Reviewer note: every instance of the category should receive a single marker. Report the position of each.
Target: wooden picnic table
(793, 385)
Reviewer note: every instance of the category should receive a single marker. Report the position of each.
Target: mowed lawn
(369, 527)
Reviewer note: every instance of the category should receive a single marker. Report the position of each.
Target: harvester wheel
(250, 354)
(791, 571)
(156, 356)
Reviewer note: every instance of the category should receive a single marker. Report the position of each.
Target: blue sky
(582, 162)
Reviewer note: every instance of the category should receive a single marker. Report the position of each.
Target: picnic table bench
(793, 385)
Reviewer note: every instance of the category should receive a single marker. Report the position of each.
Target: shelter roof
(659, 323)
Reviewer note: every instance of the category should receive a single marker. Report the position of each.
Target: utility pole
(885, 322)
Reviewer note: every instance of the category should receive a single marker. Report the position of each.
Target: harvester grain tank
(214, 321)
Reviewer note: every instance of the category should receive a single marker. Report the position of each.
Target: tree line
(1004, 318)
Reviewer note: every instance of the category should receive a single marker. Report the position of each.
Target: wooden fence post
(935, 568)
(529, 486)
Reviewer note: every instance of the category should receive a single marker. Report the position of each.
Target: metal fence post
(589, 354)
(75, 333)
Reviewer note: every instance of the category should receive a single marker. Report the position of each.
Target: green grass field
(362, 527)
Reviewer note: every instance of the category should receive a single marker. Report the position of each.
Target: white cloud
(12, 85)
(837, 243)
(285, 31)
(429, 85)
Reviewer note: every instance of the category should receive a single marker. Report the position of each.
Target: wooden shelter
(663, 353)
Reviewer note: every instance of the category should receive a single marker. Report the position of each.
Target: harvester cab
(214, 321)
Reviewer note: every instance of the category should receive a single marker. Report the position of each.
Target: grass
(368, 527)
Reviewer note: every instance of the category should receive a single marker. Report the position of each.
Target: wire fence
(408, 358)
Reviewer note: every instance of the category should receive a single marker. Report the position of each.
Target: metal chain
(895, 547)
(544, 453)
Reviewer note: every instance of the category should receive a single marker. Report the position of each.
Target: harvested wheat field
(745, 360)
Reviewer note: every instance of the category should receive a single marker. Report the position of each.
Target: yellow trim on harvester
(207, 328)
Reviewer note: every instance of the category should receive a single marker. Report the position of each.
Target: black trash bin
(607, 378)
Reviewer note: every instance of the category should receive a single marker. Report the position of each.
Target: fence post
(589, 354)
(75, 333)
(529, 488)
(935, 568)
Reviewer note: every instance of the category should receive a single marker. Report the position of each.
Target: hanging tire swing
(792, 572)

------------------------------------------------------------

INSTRUCTION » Please restate the whole listing word for word.

CORRECT RESPONSE »
Reviewer note: every instance of the category should receive a single marker. Report the position of each.
Target: wooden picnic table
(793, 385)
Reviewer note: every instance of the category should receive a single marker. Report the position of each.
Target: mowed lawn
(369, 527)
Reviewer note: every instance of the category should receive a single marker. Report the position of each.
Target: harvester wheel
(250, 354)
(791, 571)
(156, 356)
Reviewer note: every instance of the category should receive a single marker. Report the position of each.
Target: blue sky
(582, 162)
Reviewer note: every instance of the category should receive a single marker. Report the position of each.
Target: picnic table bench
(793, 385)
Reviewer note: every instance of the category should receive a single marker. Report the position of each.
Target: shelter roof
(659, 323)
Reviewer note: every instance of the category should receive a single marker. Report the position of each.
Target: utility pole
(885, 322)
Reviewer note: every instance of the category should receive a single marker. Report the position of each.
Target: harvester grain tank
(214, 321)
Reviewer note: every instance of the category should receive a single marker. Report the position of each.
Target: tree line
(1004, 318)
Reviewer note: every instance of the category should receive a single marker. Report the position of each.
Target: wooden fence post
(935, 568)
(529, 486)
Reviewer note: every instance of the category should receive a single marker. Report the position of each.
Target: metal fence post
(589, 354)
(75, 333)
Reviewer note: every instance of the category should receive a single marker. Report the position of each.
Target: green grass field
(362, 527)
Reviewer note: every instance of the category should receive a single marker. Report the position of each.
Target: white cloud
(12, 85)
(837, 243)
(285, 31)
(429, 85)
Reviewer note: every instance of the category should receive a single marker. Report the position of each.
Target: wooden shelter
(663, 353)
Reviewer note: every instance of the category should receive a single marker. Report the position of each.
Target: harvester cab
(214, 321)
Reviewer note: every instance of the category should receive a single marker. Report the position of each.
Target: grass
(368, 527)
Reviewer note: every instance of the category should receive a single marker. Report the position of each.
Target: wire fence
(408, 358)
Reviewer note: every instance of the category should receive a single marker. Report the position of each.
Target: metal chain
(895, 547)
(544, 453)
Reviewer note: every instance of the category should receive a single marker. Report the position of each.
Target: harvested wheat field
(745, 360)
Reviewer note: every instance of the category should receive a single marker. Report the position of each.
Target: yellow trim on harvester
(207, 328)
Reviewer note: every instance of the category should receive a single marker. Report the position of each.
Target: black trash bin
(607, 378)
Reviewer note: every instance of the category should receive a single marker. Report the position of each.
Target: fence post
(589, 354)
(75, 333)
(529, 488)
(935, 568)
Reviewer note: every instance of the category should receive a single marker. Report the position of each.
Target: hanging tire swing
(792, 572)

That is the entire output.